_Provided data_
____________
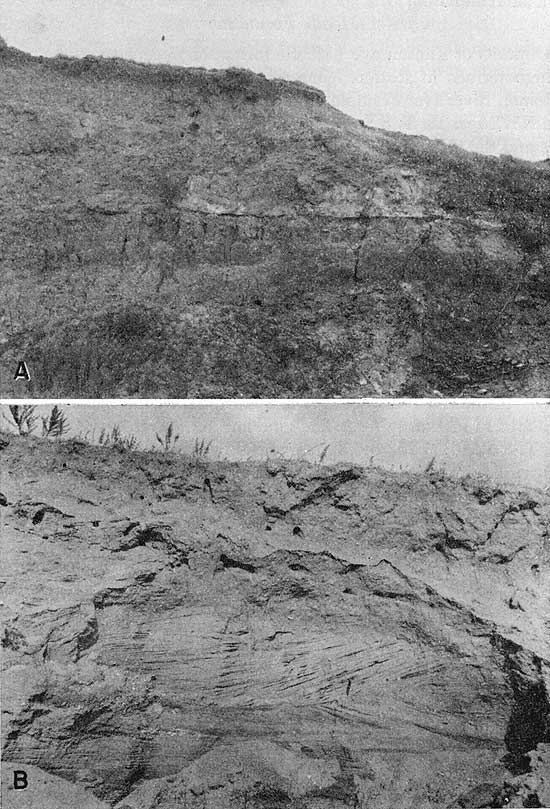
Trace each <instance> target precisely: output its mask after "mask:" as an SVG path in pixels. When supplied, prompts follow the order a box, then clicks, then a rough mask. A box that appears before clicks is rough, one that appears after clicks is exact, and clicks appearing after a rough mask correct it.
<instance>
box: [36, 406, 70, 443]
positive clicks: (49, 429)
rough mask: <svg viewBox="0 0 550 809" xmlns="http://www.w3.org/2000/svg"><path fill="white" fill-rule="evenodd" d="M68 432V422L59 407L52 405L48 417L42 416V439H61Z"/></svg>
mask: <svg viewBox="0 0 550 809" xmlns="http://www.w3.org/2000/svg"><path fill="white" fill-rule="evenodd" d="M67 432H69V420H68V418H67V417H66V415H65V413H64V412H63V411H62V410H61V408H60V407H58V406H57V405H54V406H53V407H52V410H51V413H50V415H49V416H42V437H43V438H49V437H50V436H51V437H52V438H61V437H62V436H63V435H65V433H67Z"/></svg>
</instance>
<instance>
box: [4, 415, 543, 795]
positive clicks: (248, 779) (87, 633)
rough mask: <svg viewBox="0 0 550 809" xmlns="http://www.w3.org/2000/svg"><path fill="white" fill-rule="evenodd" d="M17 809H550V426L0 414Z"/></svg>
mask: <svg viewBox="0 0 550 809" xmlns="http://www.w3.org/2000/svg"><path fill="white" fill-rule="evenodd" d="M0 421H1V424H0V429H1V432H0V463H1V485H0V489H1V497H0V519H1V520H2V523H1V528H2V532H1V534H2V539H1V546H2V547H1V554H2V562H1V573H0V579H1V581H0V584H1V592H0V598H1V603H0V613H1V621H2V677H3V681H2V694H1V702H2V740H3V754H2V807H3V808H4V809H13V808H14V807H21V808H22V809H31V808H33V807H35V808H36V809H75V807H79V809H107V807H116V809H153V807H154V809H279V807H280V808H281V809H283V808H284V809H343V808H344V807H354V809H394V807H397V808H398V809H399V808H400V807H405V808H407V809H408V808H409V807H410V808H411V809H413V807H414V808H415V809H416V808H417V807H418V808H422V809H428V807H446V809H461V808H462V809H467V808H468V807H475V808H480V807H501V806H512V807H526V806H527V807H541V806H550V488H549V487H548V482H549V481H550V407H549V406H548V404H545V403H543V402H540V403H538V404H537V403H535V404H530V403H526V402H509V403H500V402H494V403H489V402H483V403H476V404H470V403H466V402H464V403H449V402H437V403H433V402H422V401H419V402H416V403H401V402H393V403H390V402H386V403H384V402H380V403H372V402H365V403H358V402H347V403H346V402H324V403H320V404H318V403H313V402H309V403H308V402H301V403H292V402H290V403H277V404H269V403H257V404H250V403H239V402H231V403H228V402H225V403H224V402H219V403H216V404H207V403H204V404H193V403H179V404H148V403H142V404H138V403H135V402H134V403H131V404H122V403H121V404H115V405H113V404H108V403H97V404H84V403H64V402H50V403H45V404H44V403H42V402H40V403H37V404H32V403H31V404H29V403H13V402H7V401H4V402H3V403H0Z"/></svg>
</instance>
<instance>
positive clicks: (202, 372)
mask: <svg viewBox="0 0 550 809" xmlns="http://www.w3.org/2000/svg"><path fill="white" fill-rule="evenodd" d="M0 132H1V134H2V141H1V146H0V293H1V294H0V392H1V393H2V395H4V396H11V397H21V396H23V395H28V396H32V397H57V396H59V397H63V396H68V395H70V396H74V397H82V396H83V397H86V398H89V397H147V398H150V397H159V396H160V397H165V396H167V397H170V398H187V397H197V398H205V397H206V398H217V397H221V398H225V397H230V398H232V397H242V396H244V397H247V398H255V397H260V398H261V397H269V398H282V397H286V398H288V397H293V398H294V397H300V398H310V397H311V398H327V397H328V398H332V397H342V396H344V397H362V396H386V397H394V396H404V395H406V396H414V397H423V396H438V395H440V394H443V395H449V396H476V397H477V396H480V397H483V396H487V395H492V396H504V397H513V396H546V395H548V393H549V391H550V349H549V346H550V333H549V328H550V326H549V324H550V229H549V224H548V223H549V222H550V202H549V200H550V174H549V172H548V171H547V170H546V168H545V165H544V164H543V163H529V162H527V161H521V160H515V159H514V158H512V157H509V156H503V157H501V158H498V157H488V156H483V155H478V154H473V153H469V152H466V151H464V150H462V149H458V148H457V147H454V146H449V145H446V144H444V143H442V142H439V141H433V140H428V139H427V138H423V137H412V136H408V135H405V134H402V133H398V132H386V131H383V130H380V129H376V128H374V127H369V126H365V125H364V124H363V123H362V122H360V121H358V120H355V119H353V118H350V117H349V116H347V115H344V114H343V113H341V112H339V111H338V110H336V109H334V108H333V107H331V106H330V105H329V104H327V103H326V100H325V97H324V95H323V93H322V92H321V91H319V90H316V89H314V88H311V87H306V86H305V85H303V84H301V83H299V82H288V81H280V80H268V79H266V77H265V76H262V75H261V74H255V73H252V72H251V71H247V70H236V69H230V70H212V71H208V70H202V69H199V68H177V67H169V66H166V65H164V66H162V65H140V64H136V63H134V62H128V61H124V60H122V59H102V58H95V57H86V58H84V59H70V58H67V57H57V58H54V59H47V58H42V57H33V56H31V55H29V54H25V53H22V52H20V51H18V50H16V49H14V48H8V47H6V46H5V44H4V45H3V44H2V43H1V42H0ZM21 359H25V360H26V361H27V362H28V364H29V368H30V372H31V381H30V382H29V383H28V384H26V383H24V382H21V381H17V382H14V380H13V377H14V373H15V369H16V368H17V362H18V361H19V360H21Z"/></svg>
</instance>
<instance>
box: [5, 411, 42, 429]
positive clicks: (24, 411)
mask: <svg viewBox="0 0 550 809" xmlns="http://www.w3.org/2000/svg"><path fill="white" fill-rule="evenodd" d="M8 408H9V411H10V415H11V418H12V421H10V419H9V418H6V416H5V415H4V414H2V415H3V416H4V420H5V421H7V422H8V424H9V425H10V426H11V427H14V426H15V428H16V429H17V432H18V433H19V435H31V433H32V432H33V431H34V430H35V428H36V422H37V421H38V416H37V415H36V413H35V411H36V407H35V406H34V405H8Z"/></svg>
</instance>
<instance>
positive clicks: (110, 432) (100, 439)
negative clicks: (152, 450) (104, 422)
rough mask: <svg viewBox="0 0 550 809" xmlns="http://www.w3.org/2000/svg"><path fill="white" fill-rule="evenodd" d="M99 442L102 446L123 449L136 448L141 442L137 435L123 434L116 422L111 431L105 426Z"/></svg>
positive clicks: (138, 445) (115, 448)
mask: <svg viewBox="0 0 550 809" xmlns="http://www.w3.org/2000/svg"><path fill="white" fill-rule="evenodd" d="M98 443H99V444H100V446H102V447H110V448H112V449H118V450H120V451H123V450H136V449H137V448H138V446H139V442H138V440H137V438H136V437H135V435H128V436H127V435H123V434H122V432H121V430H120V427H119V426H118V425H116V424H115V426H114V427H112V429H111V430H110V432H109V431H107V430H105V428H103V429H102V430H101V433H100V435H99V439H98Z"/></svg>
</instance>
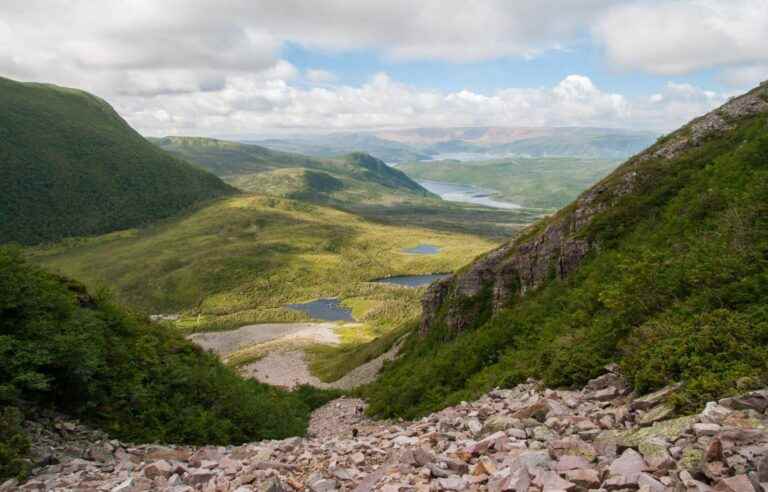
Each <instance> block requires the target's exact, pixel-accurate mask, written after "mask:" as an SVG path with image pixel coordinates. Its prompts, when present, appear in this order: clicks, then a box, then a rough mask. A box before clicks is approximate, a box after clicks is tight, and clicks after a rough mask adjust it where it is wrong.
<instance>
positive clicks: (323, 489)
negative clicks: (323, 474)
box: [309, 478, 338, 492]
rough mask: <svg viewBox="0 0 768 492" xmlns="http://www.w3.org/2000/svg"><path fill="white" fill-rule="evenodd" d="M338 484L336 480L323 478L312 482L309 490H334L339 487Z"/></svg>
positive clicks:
____________
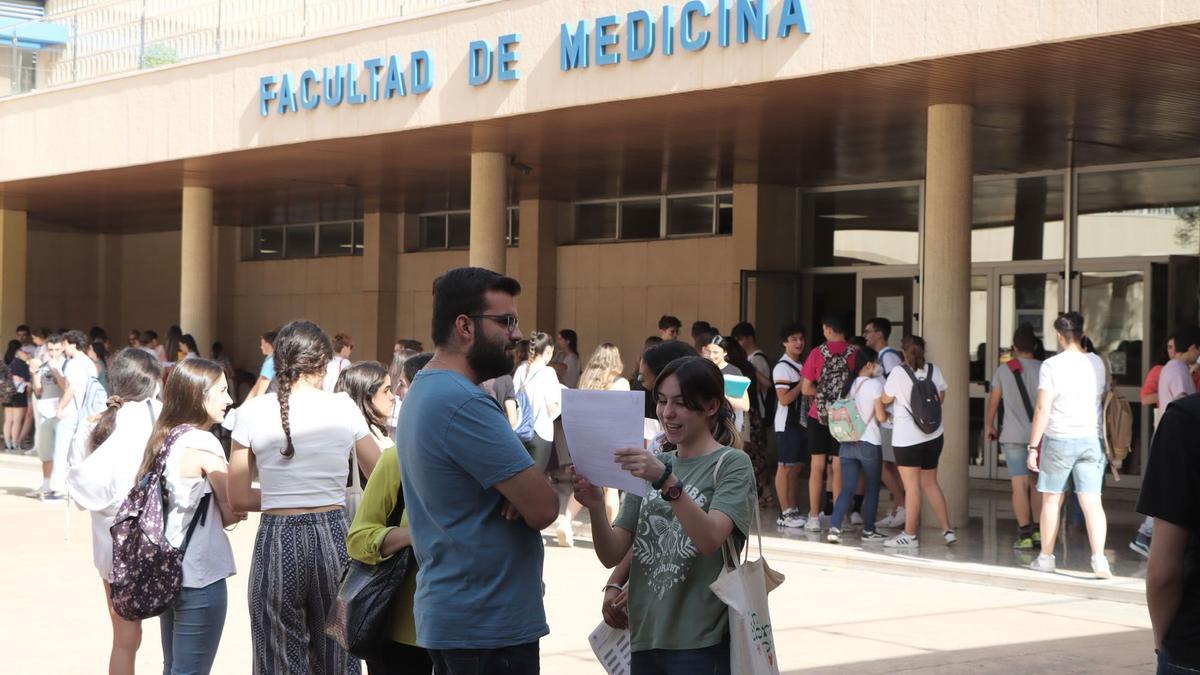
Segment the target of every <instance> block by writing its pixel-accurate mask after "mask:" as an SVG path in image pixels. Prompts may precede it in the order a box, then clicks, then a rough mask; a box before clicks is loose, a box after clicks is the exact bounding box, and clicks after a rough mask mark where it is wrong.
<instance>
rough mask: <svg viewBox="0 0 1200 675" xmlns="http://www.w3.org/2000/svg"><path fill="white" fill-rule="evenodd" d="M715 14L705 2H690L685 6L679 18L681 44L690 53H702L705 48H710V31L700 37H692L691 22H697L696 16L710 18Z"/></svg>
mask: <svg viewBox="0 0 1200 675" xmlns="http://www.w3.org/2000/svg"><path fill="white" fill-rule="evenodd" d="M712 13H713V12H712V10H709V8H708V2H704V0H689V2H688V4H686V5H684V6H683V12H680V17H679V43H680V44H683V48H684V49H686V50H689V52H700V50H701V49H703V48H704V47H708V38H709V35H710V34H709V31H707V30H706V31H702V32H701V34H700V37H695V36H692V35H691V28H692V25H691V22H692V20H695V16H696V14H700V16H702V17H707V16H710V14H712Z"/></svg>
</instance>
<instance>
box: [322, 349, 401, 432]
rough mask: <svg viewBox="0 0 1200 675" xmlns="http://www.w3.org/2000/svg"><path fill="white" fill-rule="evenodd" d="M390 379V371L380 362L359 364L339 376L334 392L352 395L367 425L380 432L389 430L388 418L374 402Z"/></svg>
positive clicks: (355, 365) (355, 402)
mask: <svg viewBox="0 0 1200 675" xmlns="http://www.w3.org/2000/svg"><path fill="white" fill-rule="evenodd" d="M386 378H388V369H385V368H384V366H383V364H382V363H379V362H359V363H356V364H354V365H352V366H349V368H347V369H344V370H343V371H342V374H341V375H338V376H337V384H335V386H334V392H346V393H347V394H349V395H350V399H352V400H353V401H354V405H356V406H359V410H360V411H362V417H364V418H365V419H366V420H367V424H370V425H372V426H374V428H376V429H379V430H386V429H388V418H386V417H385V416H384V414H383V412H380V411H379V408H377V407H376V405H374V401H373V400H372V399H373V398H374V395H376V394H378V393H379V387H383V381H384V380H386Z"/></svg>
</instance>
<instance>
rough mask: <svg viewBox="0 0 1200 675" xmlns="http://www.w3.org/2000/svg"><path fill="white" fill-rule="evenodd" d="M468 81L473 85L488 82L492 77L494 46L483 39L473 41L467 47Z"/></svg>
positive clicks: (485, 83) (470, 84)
____________
_Exercise aim_
Each line in the data that holds the string "block" should be found and copied.

_Response area_
Each <instance> block requires the target's exact, pixel-accurate mask, written after "mask:" as an SVG path with image pixel coordinates. Its prompts, when present, appear in this order: clicks, then a box, then a rough mask. A box before clicks is approximate, a box after clicks is tight, and clicks after a rough mask adjust it where it is wrong.
Segment the target of every <instance> block by writing its pixel-accurate mask after "mask:" as an SVG path in image pixels. Prompts may precede it in the order a box, then clicks, then a rough mask; a box before clicks is loose, a box after clicks is the exact bounding box, and clicks after a rough mask mark where it is wrong.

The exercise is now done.